* Given exercise 1 *
Rewrite the paragraph of the article about The KLM pub that begins "For most people, the Lower Glanmire Road" as a short bulleted list of its main facts.

* Source passage *
+-------+
The KLM: A den of inimitability
The unassuming pub near Kent Station has seen generations of rail workers, dockers, locals and even a crew from KLM come and go. They’ve all left their mark on the family-run institution.
For most people, the Lower Glanmire Road is an exit strategy. You put the boot down, headed eastbound, or to the capital five counties up the M8. It’s a wide enough road with traffic all headed the one way. Terraced houses line the street to Tivoli, a series of staircases and narrow streets link it to Montenotte perched above the city.
But those going at a more leisurely pace know that at number 141, a few doors up from where the rail line arches over the road as it winds its way to Cobh and Midleton, stands The KLM, which Fred and Mary Hackett have been running since 1991. The Lower Glanmire Road is tied to Kent Station and the railway in the same way as Tivoli is tied to the docks and the Hacketts are at the heart of the community in the Lower Glanmire Road. Their pub, The KLM, is known to generations of Corkonians and a few staff of the Dutch airline with which its shares its name.
+-------+
* Given exercise 2 *
Copy word for word the entries from the line with "Return the polygon of every instance of the bird" through the end of the entries, and leave out any pictures.

* Dataset rows *
+-------+
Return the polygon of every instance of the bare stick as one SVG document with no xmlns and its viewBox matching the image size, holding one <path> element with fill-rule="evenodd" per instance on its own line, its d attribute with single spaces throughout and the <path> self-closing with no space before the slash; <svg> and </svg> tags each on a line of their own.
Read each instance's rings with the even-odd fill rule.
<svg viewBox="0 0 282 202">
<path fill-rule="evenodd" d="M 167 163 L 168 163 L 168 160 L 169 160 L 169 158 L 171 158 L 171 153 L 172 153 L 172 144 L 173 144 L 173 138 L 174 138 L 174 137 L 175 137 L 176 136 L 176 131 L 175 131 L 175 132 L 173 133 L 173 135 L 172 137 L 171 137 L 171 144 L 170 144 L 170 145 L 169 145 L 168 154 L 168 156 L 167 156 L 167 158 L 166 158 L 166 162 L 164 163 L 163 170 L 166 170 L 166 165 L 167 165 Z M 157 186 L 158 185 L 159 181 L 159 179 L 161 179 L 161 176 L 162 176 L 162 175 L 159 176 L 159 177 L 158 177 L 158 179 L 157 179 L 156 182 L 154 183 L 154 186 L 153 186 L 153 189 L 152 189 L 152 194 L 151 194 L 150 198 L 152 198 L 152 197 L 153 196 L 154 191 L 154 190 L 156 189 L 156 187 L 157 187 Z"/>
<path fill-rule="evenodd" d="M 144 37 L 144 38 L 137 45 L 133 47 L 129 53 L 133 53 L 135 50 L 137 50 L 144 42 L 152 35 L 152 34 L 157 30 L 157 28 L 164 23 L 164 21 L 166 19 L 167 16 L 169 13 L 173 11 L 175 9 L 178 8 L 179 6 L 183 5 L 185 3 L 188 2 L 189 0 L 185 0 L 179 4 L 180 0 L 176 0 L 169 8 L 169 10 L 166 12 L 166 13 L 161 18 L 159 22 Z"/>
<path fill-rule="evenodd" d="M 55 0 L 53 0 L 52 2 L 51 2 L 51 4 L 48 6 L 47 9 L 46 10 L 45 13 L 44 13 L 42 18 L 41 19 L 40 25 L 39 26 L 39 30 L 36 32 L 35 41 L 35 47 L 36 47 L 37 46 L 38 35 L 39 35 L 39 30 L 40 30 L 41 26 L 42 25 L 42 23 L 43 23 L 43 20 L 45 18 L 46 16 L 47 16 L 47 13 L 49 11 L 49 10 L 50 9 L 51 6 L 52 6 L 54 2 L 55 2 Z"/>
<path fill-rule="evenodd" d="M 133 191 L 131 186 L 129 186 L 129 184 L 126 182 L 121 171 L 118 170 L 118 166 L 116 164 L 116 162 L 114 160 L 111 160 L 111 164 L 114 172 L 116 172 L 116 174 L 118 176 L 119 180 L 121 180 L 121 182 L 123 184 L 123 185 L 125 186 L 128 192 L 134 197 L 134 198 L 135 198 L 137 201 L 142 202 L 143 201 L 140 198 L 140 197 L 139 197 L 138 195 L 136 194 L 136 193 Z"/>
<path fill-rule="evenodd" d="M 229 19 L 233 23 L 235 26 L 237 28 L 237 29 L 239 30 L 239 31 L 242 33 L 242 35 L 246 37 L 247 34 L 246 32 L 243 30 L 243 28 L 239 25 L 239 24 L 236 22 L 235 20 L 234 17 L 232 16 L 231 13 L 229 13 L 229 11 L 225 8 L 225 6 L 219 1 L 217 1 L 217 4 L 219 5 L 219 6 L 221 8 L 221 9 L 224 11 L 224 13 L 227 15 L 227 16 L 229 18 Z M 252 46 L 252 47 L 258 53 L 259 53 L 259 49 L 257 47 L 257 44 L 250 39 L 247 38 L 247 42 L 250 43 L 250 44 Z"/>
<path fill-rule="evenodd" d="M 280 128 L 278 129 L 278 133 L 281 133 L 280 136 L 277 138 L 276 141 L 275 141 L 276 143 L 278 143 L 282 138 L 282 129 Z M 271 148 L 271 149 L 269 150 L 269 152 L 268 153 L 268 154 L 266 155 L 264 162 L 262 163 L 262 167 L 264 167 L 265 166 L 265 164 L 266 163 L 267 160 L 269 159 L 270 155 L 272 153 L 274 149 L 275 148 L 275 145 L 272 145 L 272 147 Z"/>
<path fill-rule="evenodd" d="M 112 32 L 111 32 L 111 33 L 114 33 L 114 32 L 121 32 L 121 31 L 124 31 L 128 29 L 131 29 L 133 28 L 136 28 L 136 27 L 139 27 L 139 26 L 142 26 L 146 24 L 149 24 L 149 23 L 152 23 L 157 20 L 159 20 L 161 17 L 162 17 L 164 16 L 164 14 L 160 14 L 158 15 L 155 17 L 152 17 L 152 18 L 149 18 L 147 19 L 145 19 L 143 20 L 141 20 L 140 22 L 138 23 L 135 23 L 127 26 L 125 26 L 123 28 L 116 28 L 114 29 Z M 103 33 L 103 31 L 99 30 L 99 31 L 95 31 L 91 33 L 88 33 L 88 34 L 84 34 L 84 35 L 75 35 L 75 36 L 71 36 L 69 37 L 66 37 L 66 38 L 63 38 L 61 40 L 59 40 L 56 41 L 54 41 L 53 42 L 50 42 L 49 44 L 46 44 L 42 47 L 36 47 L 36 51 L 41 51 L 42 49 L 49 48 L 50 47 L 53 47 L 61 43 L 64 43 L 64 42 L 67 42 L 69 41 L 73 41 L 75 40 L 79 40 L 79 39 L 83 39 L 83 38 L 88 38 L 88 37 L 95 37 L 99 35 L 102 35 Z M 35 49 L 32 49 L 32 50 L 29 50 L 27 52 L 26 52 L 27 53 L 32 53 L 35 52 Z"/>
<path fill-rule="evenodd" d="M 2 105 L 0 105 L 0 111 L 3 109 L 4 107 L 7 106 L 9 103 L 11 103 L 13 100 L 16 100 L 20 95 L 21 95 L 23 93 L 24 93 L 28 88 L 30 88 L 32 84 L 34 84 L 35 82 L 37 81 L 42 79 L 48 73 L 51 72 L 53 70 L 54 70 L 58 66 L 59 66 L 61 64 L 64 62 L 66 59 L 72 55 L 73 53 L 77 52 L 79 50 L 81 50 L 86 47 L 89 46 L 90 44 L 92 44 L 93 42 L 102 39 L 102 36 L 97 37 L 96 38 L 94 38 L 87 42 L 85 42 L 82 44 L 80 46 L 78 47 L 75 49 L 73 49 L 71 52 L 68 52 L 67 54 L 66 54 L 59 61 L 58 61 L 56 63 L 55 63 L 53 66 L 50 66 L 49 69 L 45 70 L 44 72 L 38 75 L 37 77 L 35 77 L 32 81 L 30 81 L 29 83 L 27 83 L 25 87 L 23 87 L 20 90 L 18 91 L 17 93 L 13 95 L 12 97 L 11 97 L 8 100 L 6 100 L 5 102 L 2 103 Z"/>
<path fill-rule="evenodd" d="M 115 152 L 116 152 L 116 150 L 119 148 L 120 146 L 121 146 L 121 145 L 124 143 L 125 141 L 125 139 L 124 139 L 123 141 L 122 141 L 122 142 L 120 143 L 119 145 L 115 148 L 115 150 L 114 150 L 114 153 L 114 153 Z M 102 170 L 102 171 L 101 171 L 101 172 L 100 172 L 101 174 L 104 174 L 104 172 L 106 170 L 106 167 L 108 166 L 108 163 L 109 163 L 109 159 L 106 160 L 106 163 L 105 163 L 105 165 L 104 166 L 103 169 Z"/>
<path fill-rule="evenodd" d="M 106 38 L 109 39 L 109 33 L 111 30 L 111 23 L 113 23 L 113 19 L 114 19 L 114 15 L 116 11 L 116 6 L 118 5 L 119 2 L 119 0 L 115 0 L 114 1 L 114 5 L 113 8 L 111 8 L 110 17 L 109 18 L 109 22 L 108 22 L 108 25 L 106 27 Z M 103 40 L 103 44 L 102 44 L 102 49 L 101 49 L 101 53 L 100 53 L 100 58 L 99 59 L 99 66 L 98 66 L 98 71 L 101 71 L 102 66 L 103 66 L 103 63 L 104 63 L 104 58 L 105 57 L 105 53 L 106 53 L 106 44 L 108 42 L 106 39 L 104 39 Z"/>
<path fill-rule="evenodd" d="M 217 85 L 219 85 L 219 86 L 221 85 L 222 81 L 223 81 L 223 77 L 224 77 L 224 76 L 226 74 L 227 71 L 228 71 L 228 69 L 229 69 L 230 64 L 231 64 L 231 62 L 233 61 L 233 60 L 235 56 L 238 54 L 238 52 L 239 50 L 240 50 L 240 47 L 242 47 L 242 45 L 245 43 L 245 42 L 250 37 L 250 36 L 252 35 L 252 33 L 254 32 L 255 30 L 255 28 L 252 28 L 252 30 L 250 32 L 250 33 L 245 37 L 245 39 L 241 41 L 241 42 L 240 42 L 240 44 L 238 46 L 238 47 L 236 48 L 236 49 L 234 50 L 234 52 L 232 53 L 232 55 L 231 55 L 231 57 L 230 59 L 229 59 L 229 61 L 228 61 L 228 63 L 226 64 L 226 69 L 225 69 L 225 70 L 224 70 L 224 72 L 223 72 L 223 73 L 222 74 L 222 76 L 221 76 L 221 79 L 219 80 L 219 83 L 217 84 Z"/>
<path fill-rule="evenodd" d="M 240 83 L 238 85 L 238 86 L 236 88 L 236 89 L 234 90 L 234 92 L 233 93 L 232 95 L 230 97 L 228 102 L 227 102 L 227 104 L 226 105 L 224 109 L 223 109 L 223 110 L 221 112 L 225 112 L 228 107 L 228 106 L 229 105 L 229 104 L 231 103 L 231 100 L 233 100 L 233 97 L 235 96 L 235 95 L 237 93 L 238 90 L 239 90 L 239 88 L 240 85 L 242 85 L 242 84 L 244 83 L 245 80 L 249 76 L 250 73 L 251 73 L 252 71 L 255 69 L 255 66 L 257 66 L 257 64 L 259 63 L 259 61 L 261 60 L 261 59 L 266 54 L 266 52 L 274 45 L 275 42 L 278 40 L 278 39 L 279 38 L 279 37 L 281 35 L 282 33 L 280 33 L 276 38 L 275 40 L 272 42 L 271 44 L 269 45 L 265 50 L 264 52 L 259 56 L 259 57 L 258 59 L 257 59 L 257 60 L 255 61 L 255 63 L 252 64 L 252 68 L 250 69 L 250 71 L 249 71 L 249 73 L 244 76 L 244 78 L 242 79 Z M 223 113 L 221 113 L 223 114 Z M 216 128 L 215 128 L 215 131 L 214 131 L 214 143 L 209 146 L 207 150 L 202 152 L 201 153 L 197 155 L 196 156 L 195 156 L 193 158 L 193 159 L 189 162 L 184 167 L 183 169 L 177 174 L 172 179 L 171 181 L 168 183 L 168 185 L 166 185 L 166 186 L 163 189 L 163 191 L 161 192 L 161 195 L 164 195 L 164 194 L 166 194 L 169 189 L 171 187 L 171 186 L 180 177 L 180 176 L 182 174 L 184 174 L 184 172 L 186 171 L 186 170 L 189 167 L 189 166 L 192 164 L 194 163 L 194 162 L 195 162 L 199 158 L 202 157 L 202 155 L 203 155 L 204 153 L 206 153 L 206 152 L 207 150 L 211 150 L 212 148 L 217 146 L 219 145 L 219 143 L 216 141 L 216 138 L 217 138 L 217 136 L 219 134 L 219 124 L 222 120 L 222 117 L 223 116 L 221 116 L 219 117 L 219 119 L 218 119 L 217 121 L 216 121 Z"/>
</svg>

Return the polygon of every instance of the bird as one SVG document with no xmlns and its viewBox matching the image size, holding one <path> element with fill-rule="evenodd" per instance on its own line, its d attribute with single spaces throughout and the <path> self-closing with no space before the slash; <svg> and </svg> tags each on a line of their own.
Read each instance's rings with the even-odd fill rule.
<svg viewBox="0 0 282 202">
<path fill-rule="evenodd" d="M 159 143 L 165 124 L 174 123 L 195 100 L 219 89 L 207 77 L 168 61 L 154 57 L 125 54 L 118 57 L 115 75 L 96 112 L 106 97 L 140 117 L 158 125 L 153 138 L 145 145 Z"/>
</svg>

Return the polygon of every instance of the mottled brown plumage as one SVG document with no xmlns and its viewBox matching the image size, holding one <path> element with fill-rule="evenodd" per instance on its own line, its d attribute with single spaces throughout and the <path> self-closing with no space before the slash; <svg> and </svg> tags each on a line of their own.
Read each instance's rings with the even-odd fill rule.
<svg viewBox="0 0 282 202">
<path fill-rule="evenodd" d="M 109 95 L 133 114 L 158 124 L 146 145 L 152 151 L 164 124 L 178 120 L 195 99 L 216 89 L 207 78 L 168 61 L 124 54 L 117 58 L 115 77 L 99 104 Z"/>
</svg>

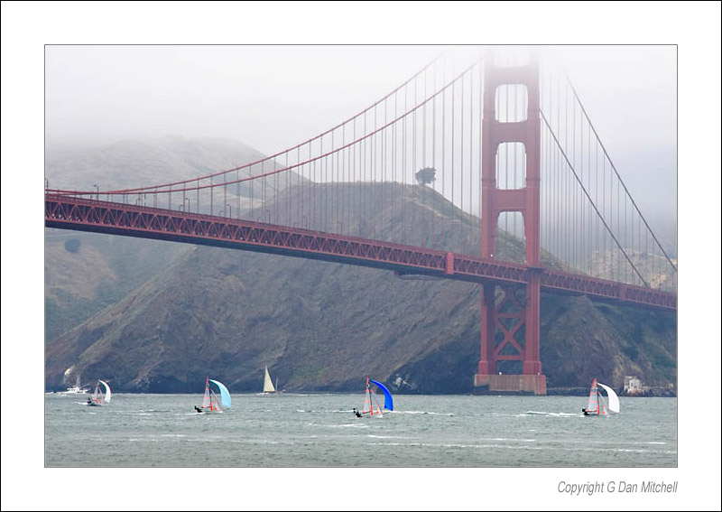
+-------+
* Complete response 1 *
- Most people use the Lower Glanmire Road as a way out of the city, driving eastbound or up the M8 to the capital, five counties away.
- The road is fairly wide, and its traffic all heads one way.
- Terraced houses line the street to Tivoli.
- Staircases and narrow streets link it to Montenotte, which sits above the city.

* Complete response 2 *
Return the polygon of every instance of the bird as one SVG document with no xmlns and its viewBox matching the image size, holding one <path> element with fill-rule="evenodd" per instance on its own line, its d attribute with single spaces throughout and the <path> self-closing with no space before the slash; <svg> and </svg> tags each on a line of their own.
Read each instance's rings with the even-odd fill rule.
<svg viewBox="0 0 282 202">
<path fill-rule="evenodd" d="M 159 143 L 165 124 L 174 123 L 195 100 L 219 89 L 207 77 L 168 61 L 154 57 L 125 54 L 118 57 L 115 75 L 96 112 L 106 97 L 140 117 L 158 125 L 153 138 L 145 145 Z"/>
</svg>

Return the polygon of every instance of the mottled brown plumage as one SVG document with no xmlns and its viewBox matching the image size, holding one <path> element with fill-rule="evenodd" per instance on its own line, its d attribute with single spaces throughout and the <path> self-closing with no space before the slash; <svg> and </svg> tags each on a line of their own.
Read each instance's rings with the even-odd fill rule.
<svg viewBox="0 0 282 202">
<path fill-rule="evenodd" d="M 109 95 L 133 114 L 158 124 L 146 145 L 152 151 L 164 124 L 178 120 L 195 99 L 216 89 L 207 78 L 168 61 L 124 54 L 117 58 L 115 77 L 99 104 Z"/>
</svg>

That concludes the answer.